▶ **Your instructions**
In the excerpt below about a lab result verification policy, which staff does it say were most affected by the new policy?

▶ **Excerpt provided**

----------

While the new process did not affect reporting turnaround times, objections started to roll in, especially from senior lab members who resented the idea of someone peering over their shoulder. “Some voiced concern directly to their manager, which then came back to the team. Some employees went directly to the team members, and then they would bring it back to our team meetings,” Pace recalls. “We used the concerns to help drive the next wave of communication from the team.”

Satellite laboratory staff were the most affected by the new policy. “Oftentimes, there was only one individual working there. We obviously didn’t want to delay results by making them wait until the next day when staff arrived, so we had to come up with an alternative,” Pace says. “We had them save the result, log out of that patient chart, log back in, and verify a match between the paper log and the lab information system. The LIS made it easy to determine if the process was not followed. There was some checking, especially if somebody did make an error, to see if they went straight from nothing to releasing a result.”

Good, Pace, or other team members spoke with staff who did not follow the new policy to find out what barriers were keeping them from doing so. In most cases, the policy was bypassed when laboratory staff felt rushed or simply didn’t agree with the change, Pace says. “It can get really emotional. It’s someone thinking, ‘I’ve been a tech for 20 years, and now somebody else has to review my results?’”

----------

▶ **Dataset extract**
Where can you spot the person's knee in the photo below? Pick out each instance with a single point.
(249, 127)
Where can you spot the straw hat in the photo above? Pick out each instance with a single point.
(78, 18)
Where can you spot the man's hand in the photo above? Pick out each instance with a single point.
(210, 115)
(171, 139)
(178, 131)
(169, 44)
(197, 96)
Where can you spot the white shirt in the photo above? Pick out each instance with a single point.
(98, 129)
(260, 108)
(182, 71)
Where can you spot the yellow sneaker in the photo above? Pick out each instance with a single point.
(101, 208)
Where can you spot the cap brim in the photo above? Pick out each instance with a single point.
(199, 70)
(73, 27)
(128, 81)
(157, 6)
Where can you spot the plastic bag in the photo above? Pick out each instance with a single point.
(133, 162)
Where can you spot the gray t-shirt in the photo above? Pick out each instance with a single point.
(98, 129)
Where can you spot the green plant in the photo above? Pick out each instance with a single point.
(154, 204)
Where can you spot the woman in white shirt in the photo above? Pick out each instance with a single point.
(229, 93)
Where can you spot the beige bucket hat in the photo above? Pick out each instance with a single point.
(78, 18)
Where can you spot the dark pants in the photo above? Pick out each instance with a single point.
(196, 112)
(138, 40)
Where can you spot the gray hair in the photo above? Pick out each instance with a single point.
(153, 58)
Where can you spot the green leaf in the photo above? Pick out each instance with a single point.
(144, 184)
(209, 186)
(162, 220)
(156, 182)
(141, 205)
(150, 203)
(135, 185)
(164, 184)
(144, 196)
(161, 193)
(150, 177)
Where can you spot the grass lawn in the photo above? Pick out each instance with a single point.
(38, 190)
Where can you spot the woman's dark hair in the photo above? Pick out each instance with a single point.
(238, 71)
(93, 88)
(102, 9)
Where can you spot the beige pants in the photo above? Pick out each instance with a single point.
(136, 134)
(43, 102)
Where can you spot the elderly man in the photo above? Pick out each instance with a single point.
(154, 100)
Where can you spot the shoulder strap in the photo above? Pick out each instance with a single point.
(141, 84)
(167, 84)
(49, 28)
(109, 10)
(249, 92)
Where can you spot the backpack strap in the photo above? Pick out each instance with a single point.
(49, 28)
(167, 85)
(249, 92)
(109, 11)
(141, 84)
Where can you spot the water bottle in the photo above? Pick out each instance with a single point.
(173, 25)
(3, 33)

----------

▶ **Task response**
Satellite laboratory staff.